→ **INSTRUKSI YANG DIBERIKAN 1**:
Menurut ulasan film Perempuan Tanah Jahanam, film apa saja yang sebaiknya ditonton lebih dulu sebelum menikmati film tersebut?
→ **INSTRUKSI YANG DIBERIKAN 2**:
Ringkaslah dalam bentuk daftar paragraf ulasan film Perempuan Tanah Jahanam yang diawali "Sebenarnya kalau ingin menikmati" tanpa menghilangkan fakta utamanya.

→ **TEKS HASIL EKSTRAKSI**:

Connect with us
perempuan tanah jahanam
Base Entertainment

Film

Perempuan Tanah Jahanam Review

Bagaikan The Wailing versi 2.0

★ ★ ★ ★ ★
★ ★ ★ ★ ★

Joko Anwar memang sudah berkecimpung lama di dunia hiburan. Ia juga telah banyak menghasilkan film-film berkualitas. Namun sejak menyutradarai Pengabdi Setan, namanya benar-benar diperhitungkan. Karyanya masuk jajaran wajib ditonton oleh pecinta film di Indonesia. Apalagi setelah ia menjadi pembuka dari Jagat Sinema Bumilangit dan menyutradarai Gundala. Sikap hormat tak hanya datang dari kalangan penikmat film tetapi juga para pelaku industri hiburan lainnya. Bagaimana dengan Perempuan Tanah Jahanam?

Teasernya saja sudah membuat kita bergidik. Lagi-lagi Joko bekerja dengan deretan aktris dan aktor yang sudah pernah bermain di filmnya seperti Tara Basro, Asmara Abigail, dan Ario Bayu. Kita akan terkecoh dan melihat karakter Asmara di teaser yang begitu mengerikan. Kata-katanya terasa sangat menjual. Beberapa penggemar film mencoba membandingkan jargon yang digaungkan Asmara seperti jargon Shaarefa Daanish di Rumah Dara (2009). Keduanya juga memiliki kemiripan yaitu terletak di antah berantah.

Sebenarnya kalau ingin menikmati Perempuan Tanah Jahanam ada baiknya menonton Pengabdi Setan dan The Wailing (2016) terlebih dahulu. Mereka menawarkan vibes yang sama. Beberapa unsur utama di ketiga film itu pun serupa yaitu ilmu hitam, keluarga, dan tentang anak yang dikutuk. Sebenarnya bila ada terlalu banyak kesamaan bisa jadi akan membosankan. Namun jangan khawatir, dengan formula yang tepat maka ketiga film ini akan terasa berbeda di mata penonton.

→ **DATA TERCATAT**:
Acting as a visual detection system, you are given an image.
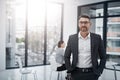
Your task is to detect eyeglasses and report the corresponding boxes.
[79,21,90,24]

→ **HASIL 1**:
Pengabdi Setan dan The Wailing (2016) sebaiknya ditonton lebih dulu.

→ **HASIL 2**:
- Sebelum menikmati Perempuan Tanah Jahanam, sebaiknya menonton Pengabdi Setan dan The Wailing (2016) lebih dulu karena ketiganya menawarkan vibes yang sama.
- Unsur utama ketiga film itu serupa, yaitu ilmu hitam, keluarga, dan anak yang dikutuk.
- Terlalu banyak kesamaan bisa membosankan, tetapi dengan formula yang tepat, ketiga film akan terasa berbeda di mata penonton.